WAT TE DOEN:
Schrijf alle regels hieronder letterlijk over, maar laat de afbeeldingen weg.

(Rijen uit een dataset)
:::

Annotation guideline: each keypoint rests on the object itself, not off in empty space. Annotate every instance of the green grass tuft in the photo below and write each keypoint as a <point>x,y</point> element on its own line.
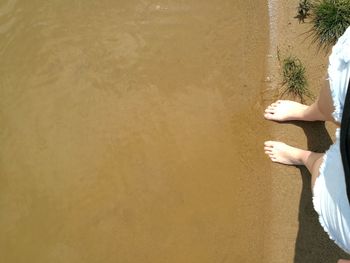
<point>304,8</point>
<point>294,79</point>
<point>330,19</point>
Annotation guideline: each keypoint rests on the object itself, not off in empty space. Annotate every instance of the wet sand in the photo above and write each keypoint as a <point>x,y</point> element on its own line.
<point>294,233</point>
<point>131,131</point>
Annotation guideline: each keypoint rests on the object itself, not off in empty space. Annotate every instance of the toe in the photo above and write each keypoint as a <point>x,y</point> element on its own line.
<point>270,109</point>
<point>269,143</point>
<point>269,116</point>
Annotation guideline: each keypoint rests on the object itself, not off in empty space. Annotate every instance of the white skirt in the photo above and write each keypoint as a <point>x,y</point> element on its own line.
<point>329,192</point>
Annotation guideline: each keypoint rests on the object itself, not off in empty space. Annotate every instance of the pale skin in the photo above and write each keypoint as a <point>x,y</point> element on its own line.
<point>286,110</point>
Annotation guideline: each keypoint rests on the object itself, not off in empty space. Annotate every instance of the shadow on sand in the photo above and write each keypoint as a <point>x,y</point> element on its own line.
<point>313,244</point>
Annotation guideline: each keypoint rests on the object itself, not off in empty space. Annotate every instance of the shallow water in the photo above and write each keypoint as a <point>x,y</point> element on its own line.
<point>131,131</point>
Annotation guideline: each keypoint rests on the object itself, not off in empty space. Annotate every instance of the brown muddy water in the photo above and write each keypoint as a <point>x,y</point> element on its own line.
<point>131,131</point>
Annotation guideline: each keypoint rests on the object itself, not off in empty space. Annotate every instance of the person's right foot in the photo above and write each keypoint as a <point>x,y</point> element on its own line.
<point>285,110</point>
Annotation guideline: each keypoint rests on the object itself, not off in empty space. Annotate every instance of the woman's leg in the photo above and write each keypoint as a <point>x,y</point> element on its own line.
<point>282,153</point>
<point>321,110</point>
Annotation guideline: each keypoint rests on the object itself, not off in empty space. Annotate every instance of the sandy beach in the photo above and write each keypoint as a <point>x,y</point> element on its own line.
<point>133,131</point>
<point>295,234</point>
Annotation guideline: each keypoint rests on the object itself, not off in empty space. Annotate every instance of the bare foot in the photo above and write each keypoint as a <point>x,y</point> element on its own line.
<point>280,152</point>
<point>285,110</point>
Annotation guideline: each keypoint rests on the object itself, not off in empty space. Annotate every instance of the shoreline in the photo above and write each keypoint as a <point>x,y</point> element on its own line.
<point>294,233</point>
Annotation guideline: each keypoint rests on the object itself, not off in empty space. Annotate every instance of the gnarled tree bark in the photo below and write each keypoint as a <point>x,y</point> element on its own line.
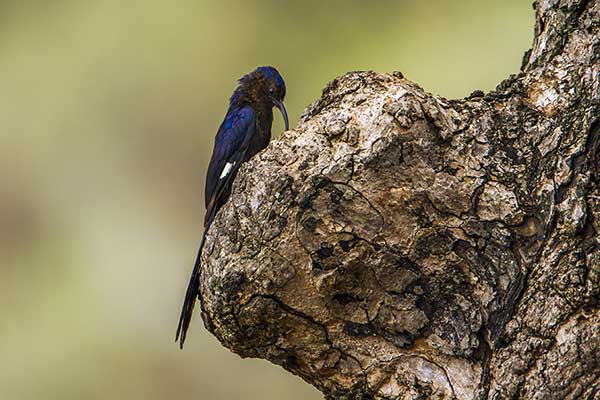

:::

OPLOSSING:
Annotation guideline: each keypoint rests on the object itself, not off in empty space. Annotate every instance of the green grass tuft in the photo below and write each keypoint as a <point>x,y</point> element on its own line.
<point>304,8</point>
<point>294,79</point>
<point>330,19</point>
Annotation guideline: each keypoint rests on the object itself, not off in empty space. Annotate every instance of the wet sand in the photo above and write each keypoint as a <point>x,y</point> element on its own line.
<point>294,233</point>
<point>131,131</point>
Annotation guideline: each keypoint rests on the object itself, not off in empty space. Annotate every instance of the toe in the photo above and write each keypoint as a <point>x,y</point> element on its own line.
<point>270,109</point>
<point>269,143</point>
<point>269,116</point>
Annotation guideline: each keypoint rests on the object itself, not off in empty space. Annotate every instance of the white skirt in the photo above and write each keypoint as a <point>x,y</point> element on its own line.
<point>329,192</point>
Annotation guideline: each keypoint rests on the object itself, not off in empty space. Annotate every instance of the pale skin in the photo above and write each keypoint as a <point>x,y</point> element on its own line.
<point>286,110</point>
Annotation guideline: each keypoint rests on the object itself, not off in empty space. Annotate every instance of the shadow on sand in the photo above and write each keypoint as a <point>x,y</point> element on its own line.
<point>313,244</point>
Annotation guideline: each keypoint rests on the object itself, not off in empty space. Annotate every instance of the shallow water in the photo above and write each keypoint as a <point>x,y</point> element on its own line.
<point>131,131</point>
Annotation guideline: each keypoint rests on the object itself, not off in empty space. Annotate every instance of the brown muddy water in the photo above and write each keypoint as a <point>x,y</point> element on its own line.
<point>131,131</point>
Annotation guideline: each keypoint rests on the object itself, not off in empty space. Annotate every instance of the person's right foot in the photo above and write each keypoint as a <point>x,y</point> element on its own line.
<point>285,110</point>
Annotation guideline: each keypoint rests on the object itself, not off in empty space. Annotate every instance of the woman's leg in the photo above and write each keypoint as a <point>x,y</point> element on its own line.
<point>282,153</point>
<point>321,110</point>
Annotation guideline: each keypoint rests on the object itself, not off in empty space. Annotate every instance of the sandy beach in the photo above and write each keypoint as a <point>x,y</point> element on its own line.
<point>133,131</point>
<point>295,234</point>
Annotation guideline: each keypoint rests on the object itself, not off in empty space. Annotate every instance of the bare foot in the photo above and write each keypoint as a <point>x,y</point> element on its own line.
<point>280,152</point>
<point>285,110</point>
Annotation guideline: each keypoint rests on the object itself, not off in empty space. Annotate every instance of the shoreline in the photo above and write each keypoint as a <point>x,y</point> element on its own line.
<point>294,233</point>
Annotation guideline: each keypoint rests on the object itself, not off in empty space. Annotate every instance of the gnarled tree bark in the photo below and write each keypoint as a <point>x,y</point> element on its own line.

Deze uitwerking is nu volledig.